[Items from a dataset]
** START **

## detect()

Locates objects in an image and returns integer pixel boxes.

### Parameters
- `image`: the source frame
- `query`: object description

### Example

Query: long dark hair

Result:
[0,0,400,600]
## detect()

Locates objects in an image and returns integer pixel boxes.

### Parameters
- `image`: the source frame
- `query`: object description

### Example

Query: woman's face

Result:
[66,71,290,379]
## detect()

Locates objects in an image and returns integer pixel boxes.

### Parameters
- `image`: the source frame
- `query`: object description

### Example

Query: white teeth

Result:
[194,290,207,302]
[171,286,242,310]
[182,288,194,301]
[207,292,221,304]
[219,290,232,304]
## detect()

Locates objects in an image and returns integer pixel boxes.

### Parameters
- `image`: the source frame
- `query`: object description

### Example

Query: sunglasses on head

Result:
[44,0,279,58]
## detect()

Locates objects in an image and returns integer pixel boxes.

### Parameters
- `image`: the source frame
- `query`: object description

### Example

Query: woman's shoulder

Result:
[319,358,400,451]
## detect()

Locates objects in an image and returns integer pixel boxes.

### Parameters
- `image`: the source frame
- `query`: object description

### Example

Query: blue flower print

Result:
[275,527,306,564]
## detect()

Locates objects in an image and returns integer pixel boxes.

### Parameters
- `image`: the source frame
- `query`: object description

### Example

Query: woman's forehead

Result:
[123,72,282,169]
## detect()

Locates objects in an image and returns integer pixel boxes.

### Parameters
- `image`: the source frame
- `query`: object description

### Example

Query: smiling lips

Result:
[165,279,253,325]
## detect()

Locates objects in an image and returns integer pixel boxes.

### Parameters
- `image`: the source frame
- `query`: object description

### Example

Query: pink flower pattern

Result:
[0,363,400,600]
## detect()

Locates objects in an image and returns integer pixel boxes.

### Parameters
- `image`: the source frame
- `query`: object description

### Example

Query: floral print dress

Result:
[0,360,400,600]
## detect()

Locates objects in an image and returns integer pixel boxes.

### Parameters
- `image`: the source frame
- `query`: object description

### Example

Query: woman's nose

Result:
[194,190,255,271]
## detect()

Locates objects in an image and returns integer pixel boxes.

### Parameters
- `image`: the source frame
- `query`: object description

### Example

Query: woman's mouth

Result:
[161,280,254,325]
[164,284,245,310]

** END **

Please pull out every line of the records above that contains the word "woman".

The output:
Query: woman's face
Query: woman's shoulder
Query: woman's forehead
Query: woman's nose
Query: woman's mouth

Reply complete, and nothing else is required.